WHAT TO PRODUCE — Rewrite all of the rows below, replacing every "annotator" with "labeler" and keeping everything else the same. Leave the pictures out.

--- Start of ENTRIES ---

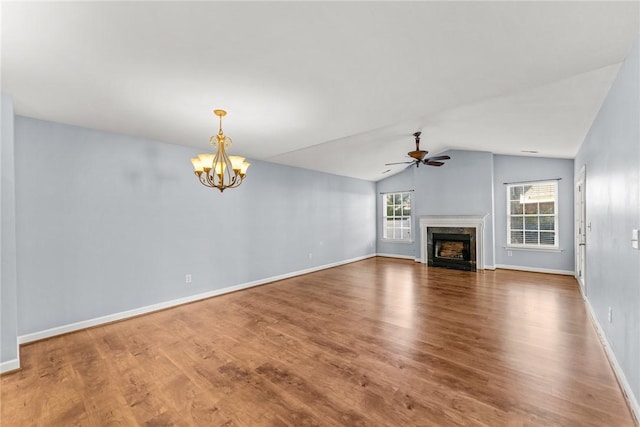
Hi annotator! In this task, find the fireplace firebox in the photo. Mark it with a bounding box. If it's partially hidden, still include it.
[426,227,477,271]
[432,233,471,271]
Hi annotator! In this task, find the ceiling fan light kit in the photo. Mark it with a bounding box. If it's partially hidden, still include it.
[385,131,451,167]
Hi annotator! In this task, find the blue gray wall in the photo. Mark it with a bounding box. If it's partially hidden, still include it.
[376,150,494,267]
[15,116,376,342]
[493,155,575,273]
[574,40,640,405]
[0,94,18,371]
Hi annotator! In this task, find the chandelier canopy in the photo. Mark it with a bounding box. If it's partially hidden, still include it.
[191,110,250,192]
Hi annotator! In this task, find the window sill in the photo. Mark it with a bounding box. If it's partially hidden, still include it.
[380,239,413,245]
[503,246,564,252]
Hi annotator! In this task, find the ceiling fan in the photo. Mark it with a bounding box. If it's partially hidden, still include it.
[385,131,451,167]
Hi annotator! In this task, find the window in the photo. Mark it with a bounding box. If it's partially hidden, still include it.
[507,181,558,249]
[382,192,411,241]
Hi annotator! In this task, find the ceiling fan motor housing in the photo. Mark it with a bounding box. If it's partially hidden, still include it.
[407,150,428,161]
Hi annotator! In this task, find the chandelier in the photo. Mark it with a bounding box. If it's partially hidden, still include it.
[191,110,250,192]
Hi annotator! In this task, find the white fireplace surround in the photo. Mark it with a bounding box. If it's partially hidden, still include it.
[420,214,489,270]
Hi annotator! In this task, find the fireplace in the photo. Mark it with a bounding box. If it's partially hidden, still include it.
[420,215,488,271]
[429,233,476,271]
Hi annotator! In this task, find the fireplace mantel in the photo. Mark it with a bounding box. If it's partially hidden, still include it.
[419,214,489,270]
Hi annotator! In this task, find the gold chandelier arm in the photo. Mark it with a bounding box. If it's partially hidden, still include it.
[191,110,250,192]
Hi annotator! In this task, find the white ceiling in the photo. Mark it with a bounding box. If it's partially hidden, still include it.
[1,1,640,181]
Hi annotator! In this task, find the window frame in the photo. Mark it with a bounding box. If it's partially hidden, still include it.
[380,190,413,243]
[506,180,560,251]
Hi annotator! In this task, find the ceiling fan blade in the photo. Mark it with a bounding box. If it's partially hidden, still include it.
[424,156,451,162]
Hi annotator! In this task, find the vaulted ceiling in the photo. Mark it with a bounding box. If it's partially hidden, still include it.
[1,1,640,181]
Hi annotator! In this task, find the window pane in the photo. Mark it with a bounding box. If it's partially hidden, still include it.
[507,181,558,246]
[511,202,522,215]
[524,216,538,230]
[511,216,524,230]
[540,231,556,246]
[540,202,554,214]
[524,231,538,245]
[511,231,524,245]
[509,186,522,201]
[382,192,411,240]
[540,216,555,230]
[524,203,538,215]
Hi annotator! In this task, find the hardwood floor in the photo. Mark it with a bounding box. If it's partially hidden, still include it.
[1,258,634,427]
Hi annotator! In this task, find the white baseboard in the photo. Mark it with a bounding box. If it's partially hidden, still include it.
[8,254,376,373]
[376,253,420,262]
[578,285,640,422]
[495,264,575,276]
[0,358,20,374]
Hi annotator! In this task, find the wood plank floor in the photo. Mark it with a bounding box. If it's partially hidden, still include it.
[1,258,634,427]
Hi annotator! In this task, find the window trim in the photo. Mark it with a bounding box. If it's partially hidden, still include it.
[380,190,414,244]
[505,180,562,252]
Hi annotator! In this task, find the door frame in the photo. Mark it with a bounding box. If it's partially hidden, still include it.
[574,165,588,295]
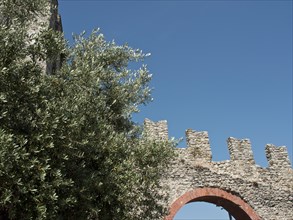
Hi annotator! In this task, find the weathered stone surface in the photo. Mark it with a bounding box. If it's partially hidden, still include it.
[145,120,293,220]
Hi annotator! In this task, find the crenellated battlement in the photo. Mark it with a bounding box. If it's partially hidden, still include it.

--- End of ENTRIES ---

WRITTEN ANSWER —
Hi labeler! In this task, find the fireplace firebox in the photo. Mark it with a bounding box. If it's partially hidden, still include it.
[426,227,477,271]
[432,233,471,271]
Hi labeler! In this task, find the ceiling fan light kit in the photo. Mark it with a bounding box. If it's partially hidden, still include it.
[385,131,451,167]
Hi labeler! In this task, find the blue gray wall in the photo. Mark it with a bounding box. If it's partially hidden, still include it.
[376,150,494,267]
[15,116,376,342]
[493,155,575,273]
[574,40,640,405]
[0,94,18,371]
Hi labeler! In this task, find the chandelier canopy in the photo. Mark it with a bounding box. If it's partially hidden, still include it.
[191,110,250,192]
Hi labeler! In this task, find the window sill in the photo. Mark it with a bounding box. If it's partially hidden, still include it.
[380,239,413,245]
[503,246,564,252]
Hi labeler! In this task, find the ceiling fan in the photo. Mark it with a bounding box. If it's partially hidden, still include it.
[385,131,451,167]
Hi labeler! In this task, find the window in the photo. Mark it with a bounding box. If it's partially hidden, still include it.
[507,181,558,249]
[382,192,411,241]
Hi labeler! In this task, find the ceiling fan motor housing in the photo. Mark it with a bounding box. If it's partially hidden, still include it.
[407,150,428,161]
Hi labeler! In this task, find the chandelier in the photo. Mark it with a bounding box. If it's partially hidden, still include it.
[191,110,250,192]
Hi labeler! In this task, find the white fireplace surround in the photo. Mark it with a bounding box. If it's partially hidden, still include it.
[420,214,489,270]
Hi labeler! In this task, find the fireplace in the photo. Mark it with a bounding box. If it's partially hidden, still include it.
[420,215,488,271]
[429,233,476,271]
Hi labeler! In this task, find the fireplace mantel in the photo. Mark it with a bounding box. If it's partially hidden, still include it.
[419,214,489,270]
Hi labeler! In this task, find the gold chandelier arm in the photo. Mark it with a bounding box. If it's partially hidden, still include it.
[191,110,250,192]
Hi labeler! In this task, find the white ceiling in the photo. Mark it with a bounding box. If it's partially hidden, still include it.
[1,1,640,181]
Hi labeler! In this task, find the window frame in the photo. Mark it with a bounding box. If it's partially hidden, still include it.
[380,190,413,243]
[506,180,560,251]
Hi labeler! In this task, find the ceiling fan blade in the photo. Mark it with a bounding box. If it's partially hidden, still include it.
[424,156,451,162]
Hi labeler! In this task, find the vaulted ceiling in the photo. Mark it with a bounding box. If it's partially hidden, still include it.
[1,1,640,181]
Hi labeler! In this task, find the window pane in the photo. Mark it with a bounding box. If it's partially hidden, still include it.
[507,181,558,246]
[511,202,522,215]
[524,216,538,230]
[511,216,524,230]
[540,231,556,246]
[540,202,554,214]
[524,231,538,245]
[511,231,524,245]
[509,186,522,201]
[382,192,411,240]
[540,216,555,230]
[524,203,538,215]
Hi labeler! In this task, find the hardwood floor in the photo. Mark it with a bounding box. If it's partially hidden, still include it.
[1,258,634,427]
Hi labeler! In this task, find the white baseboard in the photo. Mark it with a bounding box. If it's partially hidden, still include it.
[8,254,376,373]
[376,253,420,262]
[578,285,640,422]
[495,264,575,276]
[0,358,20,374]
Hi labeler! In this task, find the wood plank floor in the photo. Mark it with a bounding box. If it's partially hidden, still include it.
[1,258,634,427]
Hi labeler! In this task, find the window trim in the photo. Mark it with a bounding box. If it's partially hidden, still include it.
[380,190,414,244]
[505,180,562,252]
Hi labeler! In this task, find the door frame in the photo. Mark it with a bounding box. If it's partially hidden, still include it.
[574,165,588,295]
Hi labeler! In this task, find the weathered stone surface in the photo. Mark it with a bounding box. If it's partially hidden, still include it.
[145,120,293,220]
Hi labeler! In this task, find the crenellated battlement in the photo. Mark it with a bounding box. If it's partially hidden, still include it.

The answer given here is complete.